Arrow-right Camera
The Spokesman-Review Newspaper
Spokane, Washington  Est. May 19, 1883

Former D.C. Mayor Barry dies at 78

Ignominious arrest didn’t end career in politics

Barry
Ben Nuckols Associated Press

WASHINGTON – A controversial and tireless advocate for the nation’s capital, Marion Barry was the ultimate District of Columbia politician, though his arrest for drug use overshadows his accomplishments.

The former four-term mayor will long be remembered for one night in 1990 when he was caught on video lighting a crack pipe in an FBI sting operation.

Barry, 78, died Sunday at the United Medical Center, after having been released from a hospital a day earlier.

Barry, who had a kidney transplant several years ago, died naturally of heart problems caused by high blood pressure, and kidney disease was a contributing factor, the D.C. medical examiner said.

Barry first made a name for himself in the South as a leader in the civil rights movement and brought his fierce advocacy to D.C. to support the fight to free the city to manage its own city affairs, not Congress. That legacy was remembered Sunday at the White House upon news of Barry’s death.

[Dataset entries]
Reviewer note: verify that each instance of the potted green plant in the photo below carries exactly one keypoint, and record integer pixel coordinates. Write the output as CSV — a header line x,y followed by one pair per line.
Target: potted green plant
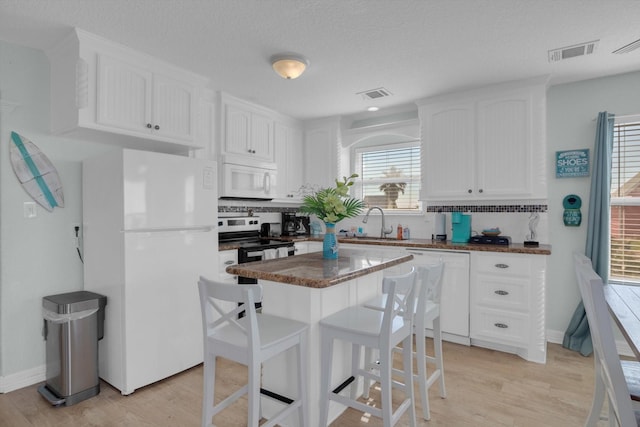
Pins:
x,y
332,205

* WHAT TO WORK ON *
Continue the news article on Marion Barry's death, picking up right after its final sentence. The material has no connection to the news article on Marion Barry's death.

* RESPONSE TO THE TASK *
“Marion was born a sharecropper’s son, came of age during the Civil Rights movement, and became a fixture in D.C. politics for decades,” President Barack Obama said.

Barry was born March 6, 1936, to Marion and Mattie Barry, in the Mississippi delta and was raised in Memphis, Tennessee, after the death of his father, a sharecropper.

His work in the civil rights movement brought him to Washington. He was elected to city council in 1974. Four years later, he was elected mayor.

Barry’s early years in office were marked by improvement in many city services and a dramatic expansion of the government payroll, creating a thriving black middle class in the nation’s capital. He established a summer jobs program that gave many young people their first work experience and earned him political capital.

A six-month term in federal prison was hardly the end of his political career.

Barry returned to the D.C. Council in 1992. Two years later, he won his fourth and final term as mayor. His political triumph was short-lived.

In 1995, with the city flirting with bankruptcy from years of bloated, unaccountable government, much of it under Barry, Congress stripped him of much of his power and installed a financial control board. He decided against seeking a fifth term.

Barry couldn’t stay away from politics, though. In 2004, he returned to the D.C. Council. He was re-elected in 2008 and 2012.